### Extracto de página
»»
Vemos, pues, que aún la
santa indignación que nos lleva a alarmamos ante la maldad triunfante, es
atemperada por la sabiduría.
Muchos otros Salmos,
p. ej. el XLVIII , y especialmente el LXXII explican igualmente el problema del
mal que se impone y de la prosperidad que suele gozar el malvado, para
enseñarnos a no turbamos y a no temer. Por lo que hace a esta actitud valiente
del sabio frente al mal, y aún a la persecución propia, pueden verse muchas
otras sentencias —cuya exposición aquí nos llevaría muy lejos,— en los Salmos
III, 7; XXII, 4; XXVI, 1; LV, 5; CXVII, 6; Mat. X, 28; Rom. VIII, 31, etc.
V
Pero hay todavía
otra enseñanza muy profunda de la Sabiduría, para utilidad de todo hombre
deseoso de cumplir esa misión que a todos nos alcanza, de difundir la verdad y
el bien entre sus semejantes. Hallamos esa lección en la fórmula lapidaria de
San Lucas: "Semen est verbum Dei": la Palabra de Dios es semilla.
Quiere decir que el
sembrador ha de contentarse con dejar caer la semilla. ¿Quién pensaría en
golpear la tierra para apresurar la germinación? La vida en germen, la planta,
no está en la tierra, sino en el grano, y de ahí el valor inmenso de la
palabra, valor que depende de su calidad. Pero la tierra no puede ser forzada,
y si ella no es propicia, en vano pretenderíamos cosechar.
Se revela aquí otro
aspecto interesante y eminentemente práctico de la sabiduría considerada como
serenidad, porque aquí ella nos dice que, aún en la materia más importante,
como es el celo por la verdad, no hemos de querer hacer violencia. Cuando los
fariseos se escandalizan de su desnuda sinceridad, Jesús, lejos de discutir con
ellos, dice a los suyos: “Dejadlos: son ciegos que guían a ciegos" (Mat.
XV, 14). Y cuando El envía sus discípulos a evangelizar “como corderos entre
lobos", y, les anuncia la persecución como un sello de autenticidad, no
les manda imponerse, ni discutir, sino al contrario: "Si no os reciben y
no escuchan vuestras palabras, salíos de aquella casa y de aquella ciudad,
sacudiendo el polvo de vuestros pies” (Mateo X, 14).
VI
Agreguemos, para
terminar, un capítulo más íntimo. El que se refiere a la felicidad interna,
cuya perennidad nos garantiza la Sabiduría.
««
### Extracto de entradas
»»
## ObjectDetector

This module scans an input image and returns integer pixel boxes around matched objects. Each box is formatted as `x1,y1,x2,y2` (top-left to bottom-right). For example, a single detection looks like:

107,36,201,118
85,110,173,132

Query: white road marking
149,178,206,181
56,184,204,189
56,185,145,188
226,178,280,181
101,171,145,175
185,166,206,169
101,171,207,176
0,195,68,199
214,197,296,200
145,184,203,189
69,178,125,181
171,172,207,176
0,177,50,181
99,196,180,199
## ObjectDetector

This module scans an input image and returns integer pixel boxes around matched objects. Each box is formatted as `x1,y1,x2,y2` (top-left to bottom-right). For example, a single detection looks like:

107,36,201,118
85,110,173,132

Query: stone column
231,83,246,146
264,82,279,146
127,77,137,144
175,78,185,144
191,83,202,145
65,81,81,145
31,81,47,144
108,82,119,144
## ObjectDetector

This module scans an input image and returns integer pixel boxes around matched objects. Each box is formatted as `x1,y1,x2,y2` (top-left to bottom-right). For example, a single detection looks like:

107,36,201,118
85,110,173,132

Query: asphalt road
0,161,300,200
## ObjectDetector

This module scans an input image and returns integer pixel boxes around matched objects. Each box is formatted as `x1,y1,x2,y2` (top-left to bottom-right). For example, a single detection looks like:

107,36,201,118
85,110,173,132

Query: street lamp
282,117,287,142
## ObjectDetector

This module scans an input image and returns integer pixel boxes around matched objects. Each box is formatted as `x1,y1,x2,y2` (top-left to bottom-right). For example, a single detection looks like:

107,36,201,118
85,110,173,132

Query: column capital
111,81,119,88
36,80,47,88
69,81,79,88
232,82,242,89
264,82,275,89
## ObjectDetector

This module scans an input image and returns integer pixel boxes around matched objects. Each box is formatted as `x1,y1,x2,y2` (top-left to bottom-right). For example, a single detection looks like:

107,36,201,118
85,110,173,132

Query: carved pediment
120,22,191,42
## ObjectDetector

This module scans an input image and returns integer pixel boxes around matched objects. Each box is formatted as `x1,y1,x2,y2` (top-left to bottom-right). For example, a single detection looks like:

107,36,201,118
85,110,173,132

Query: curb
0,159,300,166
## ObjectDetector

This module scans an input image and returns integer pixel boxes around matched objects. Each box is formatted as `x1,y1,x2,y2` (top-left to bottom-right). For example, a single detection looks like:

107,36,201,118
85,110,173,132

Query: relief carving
««
### Instrucciones
Por favor, reescribe el tramo del texto sobre la sabiduría que va desde "XV, 14). Y cuando" hasta "(Mateo X, 14).", sustituyendo "discípulos" por "apóstoles".

### Respuesta
XV, 14). Y cuando El envía sus apóstoles a evangelizar “como corderos entre
lobos", y, les anuncia la persecución como un sello de autenticidad, no
les manda imponerse, ni discutir, sino al contrario: "Si no os reciben y
no escuchan vuestras palabras, salíos de aquella casa y de aquella ciudad,
sacudiendo el polvo de vuestros pies” (Mateo X, 14).